• Objectif A: Selon le texte sur le séjour au Ghana, combien de temps a duré cette époque ?
• Objectif B: Extrayez à l'identique le passage du texte sur le séjour au Ghana qui débute aux mots "Et encore. Chaleur" et se termine après les mots "celui des enfants.".

• Texte à lire:
************
De cette époque, celle du Ghana, qui a duré 2 ans, je suis soulagée d'en être partie. De l’avis de Lowell et moi, il était préférable que nous (Lou et moi) partions de ce milieu. Lowell y est resté 1 an de plus. Et moi, je suis revenue vivre à Québec, dans cette maison de banlieue. Un gros choc de retour. Une autre histoire.
Il faut le dire : Kintampo est très pauvre. Pas le pire, mais pauvre à tous les niveaux, sauf celui de la chaleur humaine.
Et encore. Chaleur humaine à travers les filtres de l’immense différence qui existera toujours, entre des Occidentaux scolarisés et de loin plus riches et des Africains très, trop pauvres. Quand on ne mange des protéines animales qu'une fois par 2 ou 3 mois, il y a des conséquences désastreuses sur le corps. Surtout celui des enfants.
Toujours désirer la connaissance de l’autre, avoir sa curiosité et partager le quotidien est certainement ce qui motive le plus des étrangers lorsqu’ils entreprennent la découverte d’un nouveau monde. Mais ça ne dure qu’une période. Le quotidien rattrape un jour ou l'autre. Surtout avec un "visage pâle" de 4 ans et demi, qui se prend pour une petite reine, devant des enfants qui feraient tout pour avoir accès à quelques jouets et rencontrer le Blanc.
************
• Lignes extraites:

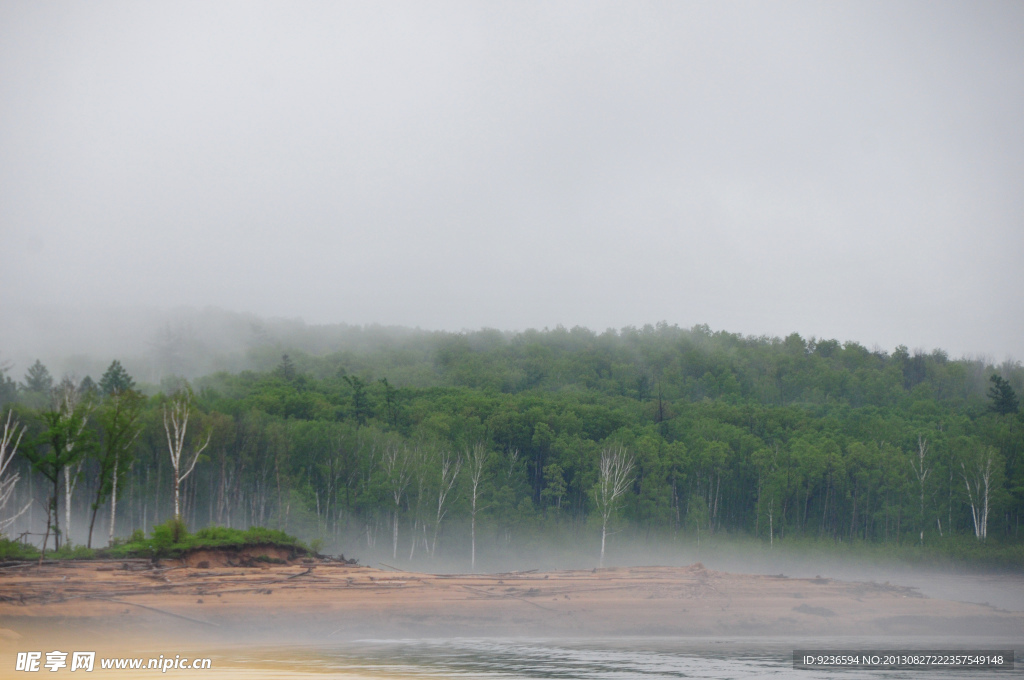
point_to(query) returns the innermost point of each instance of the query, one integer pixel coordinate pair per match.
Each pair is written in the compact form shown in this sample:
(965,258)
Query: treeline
(502,434)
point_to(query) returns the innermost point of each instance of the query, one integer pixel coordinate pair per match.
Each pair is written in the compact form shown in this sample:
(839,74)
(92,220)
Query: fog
(848,170)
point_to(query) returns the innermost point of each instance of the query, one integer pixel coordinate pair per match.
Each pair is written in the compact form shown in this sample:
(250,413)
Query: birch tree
(449,468)
(12,432)
(70,399)
(921,470)
(614,476)
(176,414)
(395,464)
(978,473)
(62,444)
(476,458)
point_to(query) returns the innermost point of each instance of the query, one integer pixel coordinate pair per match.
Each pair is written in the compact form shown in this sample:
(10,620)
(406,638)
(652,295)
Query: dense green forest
(418,440)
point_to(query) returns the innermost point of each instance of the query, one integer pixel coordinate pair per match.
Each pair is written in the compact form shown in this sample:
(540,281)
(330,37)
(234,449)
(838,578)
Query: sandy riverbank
(322,601)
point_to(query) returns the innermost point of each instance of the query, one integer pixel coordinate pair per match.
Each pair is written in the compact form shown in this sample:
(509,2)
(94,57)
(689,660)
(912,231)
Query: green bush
(14,550)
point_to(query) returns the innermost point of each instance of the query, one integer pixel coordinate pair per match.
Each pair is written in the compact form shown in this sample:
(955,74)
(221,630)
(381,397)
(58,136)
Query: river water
(641,659)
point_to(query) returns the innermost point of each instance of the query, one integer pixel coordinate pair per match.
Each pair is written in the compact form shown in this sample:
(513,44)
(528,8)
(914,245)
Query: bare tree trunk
(114,500)
(7,481)
(614,477)
(176,419)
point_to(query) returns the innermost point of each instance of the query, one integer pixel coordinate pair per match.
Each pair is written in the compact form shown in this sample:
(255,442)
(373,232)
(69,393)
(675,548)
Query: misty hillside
(351,433)
(684,364)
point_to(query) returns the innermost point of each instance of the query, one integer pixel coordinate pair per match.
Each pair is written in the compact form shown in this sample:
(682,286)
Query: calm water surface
(606,660)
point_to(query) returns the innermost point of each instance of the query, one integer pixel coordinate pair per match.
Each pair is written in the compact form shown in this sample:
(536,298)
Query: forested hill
(762,436)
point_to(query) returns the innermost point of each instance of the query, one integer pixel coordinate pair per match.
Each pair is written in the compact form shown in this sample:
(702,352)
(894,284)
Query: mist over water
(508,659)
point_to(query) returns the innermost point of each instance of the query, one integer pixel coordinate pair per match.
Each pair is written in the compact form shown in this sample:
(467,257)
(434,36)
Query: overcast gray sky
(850,170)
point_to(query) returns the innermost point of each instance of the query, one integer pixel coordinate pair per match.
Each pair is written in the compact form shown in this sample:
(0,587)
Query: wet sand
(323,601)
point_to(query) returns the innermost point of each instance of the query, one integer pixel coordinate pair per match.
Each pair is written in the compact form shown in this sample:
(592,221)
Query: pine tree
(1004,398)
(116,380)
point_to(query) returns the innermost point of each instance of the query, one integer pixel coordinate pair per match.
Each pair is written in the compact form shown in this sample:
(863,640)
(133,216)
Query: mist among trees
(412,441)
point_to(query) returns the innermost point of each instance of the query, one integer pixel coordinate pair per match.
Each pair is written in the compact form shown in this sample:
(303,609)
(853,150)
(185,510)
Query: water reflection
(514,659)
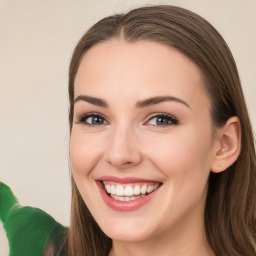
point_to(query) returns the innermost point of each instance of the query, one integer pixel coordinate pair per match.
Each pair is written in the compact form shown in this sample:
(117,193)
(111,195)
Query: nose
(123,150)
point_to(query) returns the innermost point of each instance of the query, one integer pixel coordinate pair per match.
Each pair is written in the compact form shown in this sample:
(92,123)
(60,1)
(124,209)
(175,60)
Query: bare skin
(170,141)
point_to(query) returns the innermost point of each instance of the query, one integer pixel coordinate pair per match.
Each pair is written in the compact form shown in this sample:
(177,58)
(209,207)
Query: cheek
(84,153)
(182,154)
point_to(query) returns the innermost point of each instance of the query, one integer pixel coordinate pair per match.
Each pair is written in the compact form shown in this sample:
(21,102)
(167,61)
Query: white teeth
(129,191)
(136,190)
(113,189)
(126,198)
(143,190)
(108,188)
(119,190)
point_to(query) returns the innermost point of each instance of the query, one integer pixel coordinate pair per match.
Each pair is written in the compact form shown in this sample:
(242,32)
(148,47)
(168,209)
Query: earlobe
(229,141)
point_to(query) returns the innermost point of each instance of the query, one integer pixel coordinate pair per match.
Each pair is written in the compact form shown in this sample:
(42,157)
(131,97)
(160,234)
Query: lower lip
(125,206)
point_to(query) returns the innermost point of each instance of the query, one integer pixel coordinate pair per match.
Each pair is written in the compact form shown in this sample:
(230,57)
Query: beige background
(36,42)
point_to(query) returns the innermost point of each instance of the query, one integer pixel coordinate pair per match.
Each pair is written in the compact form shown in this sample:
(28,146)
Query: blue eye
(162,120)
(92,119)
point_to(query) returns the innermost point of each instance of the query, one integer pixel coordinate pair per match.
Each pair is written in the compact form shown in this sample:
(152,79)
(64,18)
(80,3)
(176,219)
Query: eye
(92,120)
(162,120)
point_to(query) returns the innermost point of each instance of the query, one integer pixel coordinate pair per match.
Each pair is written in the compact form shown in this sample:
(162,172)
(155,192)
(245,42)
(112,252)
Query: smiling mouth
(129,192)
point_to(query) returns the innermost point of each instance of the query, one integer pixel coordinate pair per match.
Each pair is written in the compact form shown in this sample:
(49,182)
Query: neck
(189,240)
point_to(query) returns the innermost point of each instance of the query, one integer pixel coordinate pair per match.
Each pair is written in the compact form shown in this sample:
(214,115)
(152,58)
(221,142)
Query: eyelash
(171,119)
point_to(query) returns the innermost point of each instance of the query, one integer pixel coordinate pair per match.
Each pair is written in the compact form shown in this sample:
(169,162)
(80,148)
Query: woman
(162,150)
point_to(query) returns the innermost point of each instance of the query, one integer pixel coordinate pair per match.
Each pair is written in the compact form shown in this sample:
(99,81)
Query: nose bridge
(122,150)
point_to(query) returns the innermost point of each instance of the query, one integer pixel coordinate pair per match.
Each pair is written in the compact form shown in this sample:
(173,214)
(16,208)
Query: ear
(228,141)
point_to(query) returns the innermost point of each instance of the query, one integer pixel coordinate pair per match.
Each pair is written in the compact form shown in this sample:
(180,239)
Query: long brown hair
(231,202)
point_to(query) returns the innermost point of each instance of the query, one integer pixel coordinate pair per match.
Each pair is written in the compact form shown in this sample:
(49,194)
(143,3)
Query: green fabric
(30,231)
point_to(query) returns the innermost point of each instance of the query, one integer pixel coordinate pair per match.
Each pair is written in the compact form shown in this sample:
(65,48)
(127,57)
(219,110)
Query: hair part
(230,220)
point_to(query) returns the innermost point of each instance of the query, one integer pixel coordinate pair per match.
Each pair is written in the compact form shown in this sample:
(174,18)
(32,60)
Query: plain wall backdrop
(36,42)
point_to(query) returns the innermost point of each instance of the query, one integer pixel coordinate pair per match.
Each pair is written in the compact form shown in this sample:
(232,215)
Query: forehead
(141,69)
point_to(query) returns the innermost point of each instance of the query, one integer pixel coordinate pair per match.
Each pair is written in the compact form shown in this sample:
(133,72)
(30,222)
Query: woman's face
(142,129)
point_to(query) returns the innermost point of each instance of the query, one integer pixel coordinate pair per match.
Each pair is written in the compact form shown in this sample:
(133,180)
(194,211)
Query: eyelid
(172,118)
(81,119)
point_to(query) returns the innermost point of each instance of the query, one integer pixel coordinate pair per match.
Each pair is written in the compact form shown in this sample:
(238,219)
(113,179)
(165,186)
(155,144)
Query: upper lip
(124,180)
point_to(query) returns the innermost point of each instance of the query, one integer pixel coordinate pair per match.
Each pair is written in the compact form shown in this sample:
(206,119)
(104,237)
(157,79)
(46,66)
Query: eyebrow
(140,104)
(159,99)
(92,100)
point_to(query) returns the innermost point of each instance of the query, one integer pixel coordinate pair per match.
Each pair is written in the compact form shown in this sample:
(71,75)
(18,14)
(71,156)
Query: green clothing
(30,231)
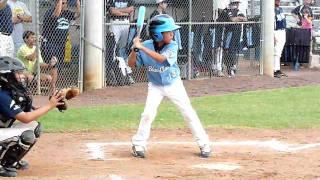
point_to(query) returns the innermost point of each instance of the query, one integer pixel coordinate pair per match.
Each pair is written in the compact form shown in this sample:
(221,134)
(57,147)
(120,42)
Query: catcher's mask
(13,79)
(161,23)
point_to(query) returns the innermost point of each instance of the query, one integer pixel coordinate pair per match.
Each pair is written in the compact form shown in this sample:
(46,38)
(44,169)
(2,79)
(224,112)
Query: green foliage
(280,108)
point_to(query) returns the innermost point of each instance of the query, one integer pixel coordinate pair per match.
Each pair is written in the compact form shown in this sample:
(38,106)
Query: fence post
(189,75)
(93,37)
(267,14)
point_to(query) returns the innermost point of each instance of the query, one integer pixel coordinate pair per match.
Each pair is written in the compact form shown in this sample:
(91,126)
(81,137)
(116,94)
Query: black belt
(6,34)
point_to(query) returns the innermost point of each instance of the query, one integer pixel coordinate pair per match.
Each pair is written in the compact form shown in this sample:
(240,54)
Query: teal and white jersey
(161,74)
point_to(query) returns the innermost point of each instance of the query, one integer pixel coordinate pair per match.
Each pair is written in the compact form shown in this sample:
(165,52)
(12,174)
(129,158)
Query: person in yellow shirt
(27,53)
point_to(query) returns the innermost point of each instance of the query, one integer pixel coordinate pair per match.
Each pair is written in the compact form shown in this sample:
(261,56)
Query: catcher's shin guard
(14,151)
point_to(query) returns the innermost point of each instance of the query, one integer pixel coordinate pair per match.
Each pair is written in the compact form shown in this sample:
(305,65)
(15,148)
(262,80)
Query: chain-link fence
(46,38)
(212,43)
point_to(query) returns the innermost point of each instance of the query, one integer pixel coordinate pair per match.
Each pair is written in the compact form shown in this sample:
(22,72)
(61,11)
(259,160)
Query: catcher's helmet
(161,23)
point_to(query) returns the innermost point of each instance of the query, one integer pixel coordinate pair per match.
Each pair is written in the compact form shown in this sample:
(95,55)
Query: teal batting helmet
(161,23)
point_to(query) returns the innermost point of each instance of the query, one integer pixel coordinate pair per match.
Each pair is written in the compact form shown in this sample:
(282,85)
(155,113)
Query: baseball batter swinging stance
(159,56)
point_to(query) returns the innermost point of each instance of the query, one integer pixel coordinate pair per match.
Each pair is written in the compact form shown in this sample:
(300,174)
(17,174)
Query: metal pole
(189,42)
(80,77)
(93,36)
(268,37)
(37,18)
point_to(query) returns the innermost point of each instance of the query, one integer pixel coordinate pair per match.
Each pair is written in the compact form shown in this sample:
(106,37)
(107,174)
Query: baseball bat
(140,21)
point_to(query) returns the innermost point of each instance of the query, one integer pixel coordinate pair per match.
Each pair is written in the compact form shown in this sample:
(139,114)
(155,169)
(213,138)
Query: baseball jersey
(161,74)
(22,54)
(8,109)
(6,24)
(55,29)
(18,8)
(280,19)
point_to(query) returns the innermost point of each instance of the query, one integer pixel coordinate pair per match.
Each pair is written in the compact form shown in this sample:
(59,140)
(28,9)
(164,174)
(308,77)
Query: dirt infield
(172,154)
(67,156)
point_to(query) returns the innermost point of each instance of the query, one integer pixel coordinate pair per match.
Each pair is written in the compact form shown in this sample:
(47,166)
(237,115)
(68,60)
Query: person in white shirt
(20,15)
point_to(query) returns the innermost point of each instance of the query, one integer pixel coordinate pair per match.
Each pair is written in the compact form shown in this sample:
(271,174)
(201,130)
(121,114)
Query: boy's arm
(154,55)
(3,4)
(132,59)
(57,9)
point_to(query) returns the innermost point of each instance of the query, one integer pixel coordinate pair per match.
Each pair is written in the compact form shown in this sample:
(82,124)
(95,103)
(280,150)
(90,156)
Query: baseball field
(260,128)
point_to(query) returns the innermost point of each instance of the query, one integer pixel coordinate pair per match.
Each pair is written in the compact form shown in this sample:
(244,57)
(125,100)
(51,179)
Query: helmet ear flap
(157,37)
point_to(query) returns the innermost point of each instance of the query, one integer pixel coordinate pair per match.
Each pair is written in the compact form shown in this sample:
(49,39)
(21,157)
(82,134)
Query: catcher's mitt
(69,93)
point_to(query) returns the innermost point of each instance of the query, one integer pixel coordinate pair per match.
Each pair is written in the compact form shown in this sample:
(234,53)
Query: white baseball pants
(279,42)
(16,129)
(178,95)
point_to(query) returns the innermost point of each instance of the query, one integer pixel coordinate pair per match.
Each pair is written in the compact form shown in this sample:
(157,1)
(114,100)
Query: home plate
(218,166)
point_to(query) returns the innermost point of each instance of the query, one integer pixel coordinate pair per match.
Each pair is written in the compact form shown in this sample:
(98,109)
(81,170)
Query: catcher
(18,137)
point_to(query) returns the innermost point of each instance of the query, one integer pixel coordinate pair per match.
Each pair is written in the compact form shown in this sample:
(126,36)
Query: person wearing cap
(6,28)
(159,56)
(20,15)
(161,8)
(120,12)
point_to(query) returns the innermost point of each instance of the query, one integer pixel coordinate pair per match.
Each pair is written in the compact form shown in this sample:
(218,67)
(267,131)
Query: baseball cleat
(22,165)
(205,151)
(8,172)
(138,151)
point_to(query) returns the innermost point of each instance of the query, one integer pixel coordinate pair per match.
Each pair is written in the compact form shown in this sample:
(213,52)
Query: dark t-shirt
(6,25)
(300,10)
(55,29)
(118,4)
(8,109)
(280,20)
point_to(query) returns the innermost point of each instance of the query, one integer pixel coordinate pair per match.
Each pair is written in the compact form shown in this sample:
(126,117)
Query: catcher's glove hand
(69,93)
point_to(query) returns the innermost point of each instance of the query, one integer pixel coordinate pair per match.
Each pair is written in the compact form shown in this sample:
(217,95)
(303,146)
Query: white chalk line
(96,149)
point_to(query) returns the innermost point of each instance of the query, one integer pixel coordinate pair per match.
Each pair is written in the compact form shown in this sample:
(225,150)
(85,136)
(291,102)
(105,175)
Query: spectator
(161,9)
(6,28)
(20,15)
(279,38)
(120,12)
(28,55)
(306,21)
(232,35)
(304,13)
(19,128)
(56,25)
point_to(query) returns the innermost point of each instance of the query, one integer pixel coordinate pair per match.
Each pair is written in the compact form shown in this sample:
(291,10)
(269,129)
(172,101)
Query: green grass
(281,108)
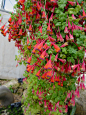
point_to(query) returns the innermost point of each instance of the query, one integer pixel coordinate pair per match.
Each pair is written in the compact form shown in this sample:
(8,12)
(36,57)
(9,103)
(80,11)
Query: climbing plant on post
(51,39)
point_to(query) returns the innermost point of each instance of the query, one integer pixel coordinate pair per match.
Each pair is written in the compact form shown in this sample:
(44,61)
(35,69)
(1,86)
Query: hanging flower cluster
(51,37)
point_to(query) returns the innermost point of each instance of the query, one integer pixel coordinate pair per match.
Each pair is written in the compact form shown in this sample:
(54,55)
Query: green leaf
(71,10)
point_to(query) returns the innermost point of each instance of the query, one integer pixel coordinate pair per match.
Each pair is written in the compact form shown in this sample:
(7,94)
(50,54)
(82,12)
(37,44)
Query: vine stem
(45,4)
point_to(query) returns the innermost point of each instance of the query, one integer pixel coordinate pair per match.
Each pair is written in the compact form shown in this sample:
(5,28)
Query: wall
(8,69)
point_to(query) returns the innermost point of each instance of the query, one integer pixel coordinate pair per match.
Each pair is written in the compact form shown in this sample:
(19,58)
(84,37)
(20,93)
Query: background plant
(50,36)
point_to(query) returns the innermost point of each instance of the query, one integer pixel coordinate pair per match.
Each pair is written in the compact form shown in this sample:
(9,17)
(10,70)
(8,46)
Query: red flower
(66,30)
(72,3)
(48,65)
(43,15)
(67,38)
(40,46)
(44,75)
(20,32)
(57,79)
(61,38)
(65,44)
(48,28)
(38,73)
(49,73)
(38,6)
(42,56)
(29,60)
(83,66)
(69,25)
(27,41)
(56,47)
(30,28)
(71,37)
(21,1)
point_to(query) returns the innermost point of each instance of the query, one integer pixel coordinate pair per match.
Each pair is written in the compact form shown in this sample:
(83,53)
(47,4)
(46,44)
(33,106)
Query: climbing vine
(51,39)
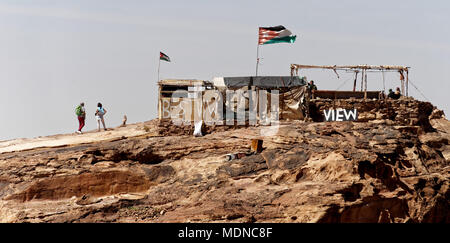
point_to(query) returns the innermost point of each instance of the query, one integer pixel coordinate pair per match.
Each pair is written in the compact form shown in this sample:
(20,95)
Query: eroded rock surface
************
• Sortie complète A: Deux ans.

• Sortie complète B:
Et encore. Chaleur humaine à travers les filtres de l’immense différence qui existera toujours, entre des Occidentaux scolarisés et de loin plus riches et des Africains très, trop pauvres. Quand on ne mange des protéines animales qu'une fois par 2 ou 3 mois, il y a des conséquences désastreuses sur le corps. Surtout celui des enfants.